# HOW TO COMPLETE THIS TASK:
Give back exactly the lines from the one that holds "Query: player's hand" through the final line of the data; omit the pictures and add nothing.

______________________________

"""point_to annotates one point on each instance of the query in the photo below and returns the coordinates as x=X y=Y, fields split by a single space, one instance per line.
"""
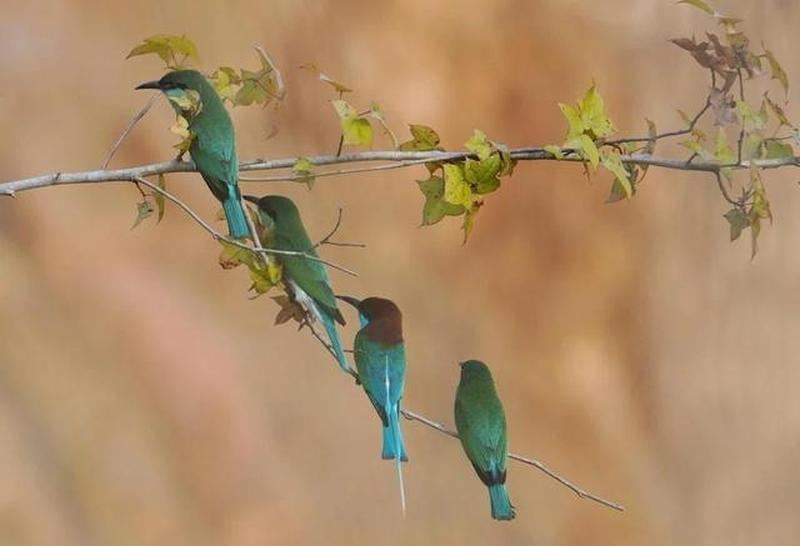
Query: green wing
x=481 y=425
x=214 y=152
x=310 y=275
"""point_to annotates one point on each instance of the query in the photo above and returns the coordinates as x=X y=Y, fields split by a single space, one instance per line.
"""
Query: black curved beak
x=149 y=85
x=355 y=302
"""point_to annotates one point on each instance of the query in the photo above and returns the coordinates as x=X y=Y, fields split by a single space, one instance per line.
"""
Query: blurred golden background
x=145 y=400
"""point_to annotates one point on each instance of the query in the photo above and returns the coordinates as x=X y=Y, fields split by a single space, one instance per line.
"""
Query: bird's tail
x=501 y=503
x=393 y=437
x=336 y=343
x=235 y=215
x=396 y=440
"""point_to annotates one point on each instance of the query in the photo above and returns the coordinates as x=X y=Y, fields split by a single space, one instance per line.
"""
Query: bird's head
x=275 y=207
x=373 y=309
x=474 y=369
x=184 y=88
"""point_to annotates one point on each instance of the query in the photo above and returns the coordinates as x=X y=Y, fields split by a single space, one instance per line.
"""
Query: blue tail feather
x=235 y=215
x=336 y=343
x=501 y=503
x=393 y=438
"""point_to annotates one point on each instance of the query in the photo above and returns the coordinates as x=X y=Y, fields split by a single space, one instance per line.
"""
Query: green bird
x=481 y=425
x=306 y=279
x=380 y=357
x=213 y=146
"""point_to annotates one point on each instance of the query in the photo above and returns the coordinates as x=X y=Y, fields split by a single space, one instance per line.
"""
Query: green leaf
x=723 y=153
x=152 y=45
x=159 y=197
x=339 y=87
x=777 y=70
x=233 y=256
x=586 y=147
x=436 y=207
x=304 y=170
x=482 y=175
x=168 y=47
x=573 y=120
x=355 y=130
x=264 y=277
x=290 y=310
x=778 y=111
x=480 y=145
x=376 y=113
x=554 y=150
x=456 y=188
x=699 y=4
x=507 y=163
x=225 y=81
x=738 y=221
x=469 y=220
x=693 y=146
x=143 y=210
x=774 y=149
x=593 y=115
x=613 y=163
x=753 y=120
x=251 y=91
x=424 y=139
x=183 y=45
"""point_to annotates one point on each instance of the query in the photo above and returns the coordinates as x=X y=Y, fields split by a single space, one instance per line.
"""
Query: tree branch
x=217 y=236
x=407 y=159
x=582 y=493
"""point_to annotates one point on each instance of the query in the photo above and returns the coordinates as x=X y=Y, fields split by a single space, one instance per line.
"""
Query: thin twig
x=220 y=237
x=131 y=124
x=9 y=188
x=680 y=132
x=582 y=493
x=724 y=191
x=340 y=172
x=327 y=239
x=307 y=324
x=281 y=87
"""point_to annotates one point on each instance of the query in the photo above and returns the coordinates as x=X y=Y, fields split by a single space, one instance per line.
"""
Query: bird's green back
x=480 y=419
x=289 y=233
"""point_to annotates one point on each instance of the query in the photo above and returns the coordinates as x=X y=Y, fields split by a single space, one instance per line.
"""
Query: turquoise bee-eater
x=481 y=426
x=213 y=145
x=306 y=279
x=380 y=357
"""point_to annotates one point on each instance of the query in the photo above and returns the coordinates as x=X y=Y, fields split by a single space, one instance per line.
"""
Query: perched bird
x=381 y=363
x=481 y=425
x=213 y=146
x=305 y=279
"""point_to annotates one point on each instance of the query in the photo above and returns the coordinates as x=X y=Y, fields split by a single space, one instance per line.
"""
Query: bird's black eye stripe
x=172 y=85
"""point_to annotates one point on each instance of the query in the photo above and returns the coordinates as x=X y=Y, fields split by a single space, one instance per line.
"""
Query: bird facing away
x=381 y=363
x=213 y=146
x=481 y=426
x=380 y=357
x=305 y=279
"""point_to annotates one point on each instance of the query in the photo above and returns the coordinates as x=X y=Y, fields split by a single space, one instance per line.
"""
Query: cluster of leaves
x=588 y=127
x=458 y=188
x=264 y=274
x=731 y=60
x=238 y=87
x=355 y=124
x=150 y=203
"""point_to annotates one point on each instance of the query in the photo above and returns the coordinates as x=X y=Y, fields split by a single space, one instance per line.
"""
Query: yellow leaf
x=456 y=189
x=699 y=4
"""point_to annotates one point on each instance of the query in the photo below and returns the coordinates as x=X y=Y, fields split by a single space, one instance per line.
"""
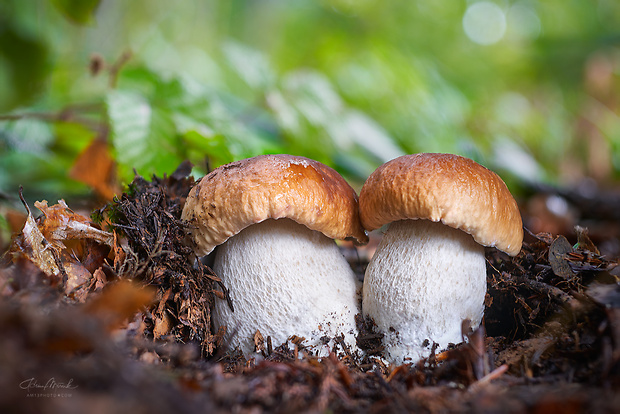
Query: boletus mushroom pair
x=276 y=216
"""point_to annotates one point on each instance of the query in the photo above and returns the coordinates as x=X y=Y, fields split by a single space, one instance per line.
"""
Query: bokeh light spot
x=484 y=23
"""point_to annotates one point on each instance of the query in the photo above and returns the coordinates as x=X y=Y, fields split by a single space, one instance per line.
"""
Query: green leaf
x=144 y=137
x=77 y=11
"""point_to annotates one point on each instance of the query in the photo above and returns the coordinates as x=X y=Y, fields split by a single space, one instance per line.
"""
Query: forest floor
x=119 y=321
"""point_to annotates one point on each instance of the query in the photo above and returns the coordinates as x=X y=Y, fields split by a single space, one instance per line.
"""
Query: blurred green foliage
x=527 y=88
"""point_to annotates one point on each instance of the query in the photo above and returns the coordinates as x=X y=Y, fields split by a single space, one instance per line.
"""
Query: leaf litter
x=117 y=307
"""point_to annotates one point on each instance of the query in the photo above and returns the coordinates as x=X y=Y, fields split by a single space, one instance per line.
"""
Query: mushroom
x=428 y=273
x=274 y=218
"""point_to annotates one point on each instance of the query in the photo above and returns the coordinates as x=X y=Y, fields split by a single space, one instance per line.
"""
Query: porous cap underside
x=448 y=188
x=239 y=194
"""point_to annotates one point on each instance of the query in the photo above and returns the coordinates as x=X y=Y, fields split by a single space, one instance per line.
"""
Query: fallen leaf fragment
x=119 y=302
x=95 y=167
x=62 y=223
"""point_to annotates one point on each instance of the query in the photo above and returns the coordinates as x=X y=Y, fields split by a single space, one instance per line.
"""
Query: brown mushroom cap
x=448 y=188
x=239 y=194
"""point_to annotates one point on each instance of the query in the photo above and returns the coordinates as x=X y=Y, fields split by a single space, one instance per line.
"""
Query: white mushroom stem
x=423 y=281
x=284 y=280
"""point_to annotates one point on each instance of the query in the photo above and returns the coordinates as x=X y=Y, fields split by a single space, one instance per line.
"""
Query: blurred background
x=91 y=91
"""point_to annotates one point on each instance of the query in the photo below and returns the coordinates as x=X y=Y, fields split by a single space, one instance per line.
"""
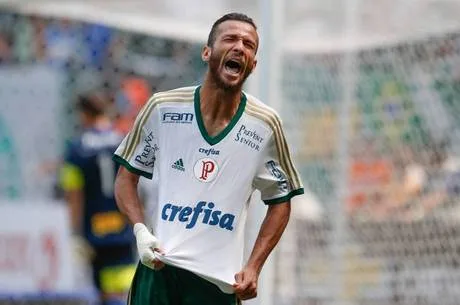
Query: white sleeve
x=277 y=179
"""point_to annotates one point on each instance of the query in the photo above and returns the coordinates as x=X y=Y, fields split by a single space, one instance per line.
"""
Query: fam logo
x=202 y=212
x=249 y=137
x=205 y=169
x=272 y=167
x=177 y=117
x=147 y=156
x=210 y=151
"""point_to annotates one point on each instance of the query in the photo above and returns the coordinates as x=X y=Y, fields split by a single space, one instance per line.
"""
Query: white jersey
x=205 y=182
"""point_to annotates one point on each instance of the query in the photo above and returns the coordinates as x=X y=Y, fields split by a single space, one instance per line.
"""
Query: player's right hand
x=147 y=244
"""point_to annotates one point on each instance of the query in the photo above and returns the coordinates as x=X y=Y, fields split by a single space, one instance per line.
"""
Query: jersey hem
x=130 y=168
x=285 y=198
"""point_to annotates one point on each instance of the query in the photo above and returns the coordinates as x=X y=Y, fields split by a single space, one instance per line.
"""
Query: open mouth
x=233 y=66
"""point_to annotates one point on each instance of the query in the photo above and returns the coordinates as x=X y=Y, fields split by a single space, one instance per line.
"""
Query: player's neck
x=218 y=103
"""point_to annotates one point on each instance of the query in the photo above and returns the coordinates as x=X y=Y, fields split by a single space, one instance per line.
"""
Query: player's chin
x=233 y=84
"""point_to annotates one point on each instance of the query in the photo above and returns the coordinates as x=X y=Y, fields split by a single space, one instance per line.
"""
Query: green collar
x=216 y=139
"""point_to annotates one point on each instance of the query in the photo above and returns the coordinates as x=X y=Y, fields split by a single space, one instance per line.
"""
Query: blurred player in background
x=211 y=146
x=87 y=178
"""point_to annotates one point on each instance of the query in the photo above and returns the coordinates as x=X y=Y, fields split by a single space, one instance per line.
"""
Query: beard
x=214 y=67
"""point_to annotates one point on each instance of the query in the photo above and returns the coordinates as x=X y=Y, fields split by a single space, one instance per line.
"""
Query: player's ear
x=206 y=53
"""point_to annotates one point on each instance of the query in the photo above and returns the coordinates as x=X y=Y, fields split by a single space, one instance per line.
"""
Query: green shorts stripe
x=175 y=286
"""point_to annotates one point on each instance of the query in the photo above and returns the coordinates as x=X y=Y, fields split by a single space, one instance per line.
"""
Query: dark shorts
x=113 y=268
x=175 y=286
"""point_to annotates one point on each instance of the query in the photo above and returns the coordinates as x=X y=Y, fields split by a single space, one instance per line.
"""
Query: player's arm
x=278 y=181
x=270 y=232
x=127 y=197
x=136 y=155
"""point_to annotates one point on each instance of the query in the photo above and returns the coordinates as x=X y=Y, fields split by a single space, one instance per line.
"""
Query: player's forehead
x=238 y=28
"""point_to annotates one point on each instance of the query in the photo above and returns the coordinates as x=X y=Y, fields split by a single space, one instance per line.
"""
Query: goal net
x=382 y=161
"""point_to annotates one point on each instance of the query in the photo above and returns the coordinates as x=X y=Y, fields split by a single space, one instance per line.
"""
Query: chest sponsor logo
x=249 y=137
x=178 y=117
x=274 y=170
x=202 y=213
x=206 y=169
x=179 y=165
x=147 y=156
x=209 y=151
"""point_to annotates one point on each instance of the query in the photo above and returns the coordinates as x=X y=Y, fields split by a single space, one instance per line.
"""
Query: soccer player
x=210 y=146
x=87 y=178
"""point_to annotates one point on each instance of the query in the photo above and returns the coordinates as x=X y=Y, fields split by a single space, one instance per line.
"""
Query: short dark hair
x=226 y=17
x=92 y=104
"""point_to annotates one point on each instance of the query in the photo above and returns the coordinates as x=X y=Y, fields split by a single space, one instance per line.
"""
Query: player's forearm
x=127 y=197
x=270 y=233
x=75 y=201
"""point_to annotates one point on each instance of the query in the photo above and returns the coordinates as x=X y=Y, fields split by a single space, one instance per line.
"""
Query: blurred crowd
x=127 y=66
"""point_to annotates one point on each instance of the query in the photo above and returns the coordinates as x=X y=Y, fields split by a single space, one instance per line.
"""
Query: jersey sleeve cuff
x=284 y=198
x=130 y=168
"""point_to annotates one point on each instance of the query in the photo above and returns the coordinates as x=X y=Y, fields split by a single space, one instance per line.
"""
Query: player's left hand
x=245 y=287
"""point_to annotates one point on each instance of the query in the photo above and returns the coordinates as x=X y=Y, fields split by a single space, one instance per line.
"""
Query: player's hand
x=245 y=287
x=147 y=244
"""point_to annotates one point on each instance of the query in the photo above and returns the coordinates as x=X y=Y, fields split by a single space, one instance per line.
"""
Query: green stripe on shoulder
x=285 y=198
x=132 y=169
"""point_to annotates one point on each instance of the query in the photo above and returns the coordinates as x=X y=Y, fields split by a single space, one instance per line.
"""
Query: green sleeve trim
x=285 y=198
x=71 y=177
x=132 y=169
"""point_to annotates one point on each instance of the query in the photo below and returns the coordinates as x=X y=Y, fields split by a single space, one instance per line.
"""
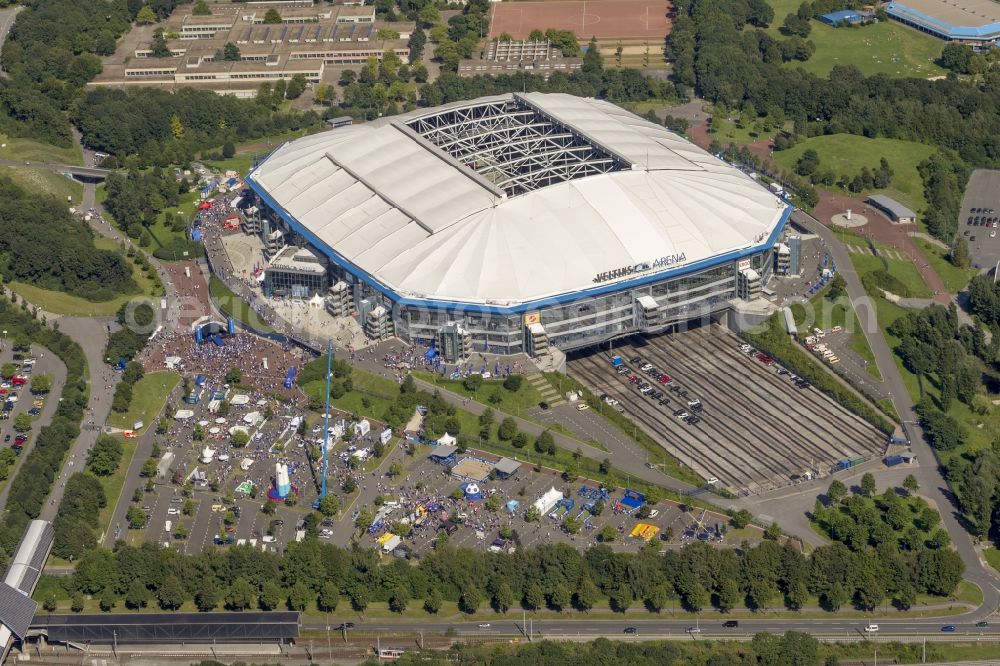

______________________________

# SOLUTION TO THIS TASK:
Query: player's hand
x=245 y=287
x=147 y=244
"""point_to annotates one point on each instance of the query in the photo above and returns the coordinates as x=X y=Y, fields split by a single space, one instance per line.
"""
Query: green stripe on shoulder
x=285 y=198
x=132 y=169
"""point_to annotates one point on each instance of the query in the photo above and returns the coordinates as x=X y=Y, fields split by a single space, one instance per line.
"""
Query: green sleeve trim
x=285 y=198
x=71 y=177
x=132 y=169
"""point_to annotates one point on each instance of the query in the photo below and returns the coordinates as x=X y=Y, fields split by a single space, one instance per line.
"""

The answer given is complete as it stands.